#### [Passage provided]
Latham always was intent on injecting humor into baseball. Playing one game in front of a sparse crowd, which he described as “eight fans and a stray dog”, Arlie stopped the game, tipped his hat, and said “Ladies and gentlemen, please don’t go yet. Do you see that church steeple over there? As soon as this game is over, I am personally am going to dive off that steeple into a quart of milk.” On another occasion, Arlie became enraged over a decision made by umpire Tim Hurst. He slammed his glove to the ground, and kicked it toward Hurst, who then kicked it back to Arlie. Arlie kicked it back to Hurst, Hurst back again. The two continued to engage in this match until the glove finally came to rest in the depths of center field.

On one occasion, the Brownies were playing the Brooklyn club in the final game of the season. The winner of the game would win the pennant. St. Louis had the lead in the seventh inning, 4-2, when storm clouds gathered on the horizon, and the field grew dark. Comiskey asked the umpire to call the game, but he refused. Arlie then ordered 12 large candles brought to the bench, lighting them as a hint to the umpire that the game should be called. The umpire strolled over and blew out the candles, whereupon Arlie lit them again. This went on several times, until the umpire, now in a rage, forfeited the game to Brooklyn. Luckily for the Browns, their protest was upheld, and that decision was overturned.

#### [Brief 1]
Render the sentence "The winner of the game would win the pennant." from the Arlie Latham passage into Spanish.
#### [Brief 2]
Echo the Arlie Latham passage from "On one occasion, the" to "decision was overturned.".
Rely solely on the text above.

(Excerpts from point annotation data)
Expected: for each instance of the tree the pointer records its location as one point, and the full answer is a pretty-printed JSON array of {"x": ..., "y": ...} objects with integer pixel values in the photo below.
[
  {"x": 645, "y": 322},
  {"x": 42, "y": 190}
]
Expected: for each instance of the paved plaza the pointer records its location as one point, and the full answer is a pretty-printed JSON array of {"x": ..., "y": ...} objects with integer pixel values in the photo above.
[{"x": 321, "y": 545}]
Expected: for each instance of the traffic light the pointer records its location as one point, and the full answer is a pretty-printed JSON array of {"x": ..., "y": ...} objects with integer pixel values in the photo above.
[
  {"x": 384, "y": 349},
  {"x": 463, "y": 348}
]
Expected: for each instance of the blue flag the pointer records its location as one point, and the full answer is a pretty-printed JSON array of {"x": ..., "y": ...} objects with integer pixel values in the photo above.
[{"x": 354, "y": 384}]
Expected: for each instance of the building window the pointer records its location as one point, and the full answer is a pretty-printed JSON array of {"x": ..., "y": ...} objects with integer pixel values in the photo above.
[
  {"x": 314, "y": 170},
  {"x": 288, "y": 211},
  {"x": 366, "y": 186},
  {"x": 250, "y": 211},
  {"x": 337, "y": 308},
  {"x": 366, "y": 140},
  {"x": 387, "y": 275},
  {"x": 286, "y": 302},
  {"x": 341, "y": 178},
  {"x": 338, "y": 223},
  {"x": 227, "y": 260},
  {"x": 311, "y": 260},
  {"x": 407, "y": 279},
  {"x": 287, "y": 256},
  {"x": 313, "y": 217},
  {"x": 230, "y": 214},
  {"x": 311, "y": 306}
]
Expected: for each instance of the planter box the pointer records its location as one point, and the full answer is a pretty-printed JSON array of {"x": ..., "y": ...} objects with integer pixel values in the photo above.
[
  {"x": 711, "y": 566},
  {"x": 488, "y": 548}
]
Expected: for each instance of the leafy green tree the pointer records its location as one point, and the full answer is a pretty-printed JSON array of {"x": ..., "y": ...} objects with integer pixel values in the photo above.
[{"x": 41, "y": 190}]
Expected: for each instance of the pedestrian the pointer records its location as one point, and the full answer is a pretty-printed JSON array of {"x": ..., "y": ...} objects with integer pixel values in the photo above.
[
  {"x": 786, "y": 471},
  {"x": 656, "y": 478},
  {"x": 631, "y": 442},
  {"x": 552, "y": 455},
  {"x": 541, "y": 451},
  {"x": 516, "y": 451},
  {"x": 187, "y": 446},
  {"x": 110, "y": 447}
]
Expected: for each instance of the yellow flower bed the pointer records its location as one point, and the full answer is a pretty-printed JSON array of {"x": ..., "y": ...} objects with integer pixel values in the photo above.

#### [Exercise output 1]
El ganador del partido ganaría el banderín.

#### [Exercise output 2]
On one occasion, the Brownies were playing the Brooklyn club in the final game of the season. The winner of the game would win the pennant. St. Louis had the lead in the seventh inning, 4-2, when storm clouds gathered on the horizon, and the field grew dark. Comiskey asked the umpire to call the game, but he refused. Arlie then ordered 12 large candles brought to the bench, lighting them as a hint to the umpire that the game should be called. The umpire strolled over and blew out the candles, whereupon Arlie lit them again. This went on several times, until the umpire, now in a rage, forfeited the game to Brooklyn. Luckily for the Browns, their protest was upheld, and that decision was overturned.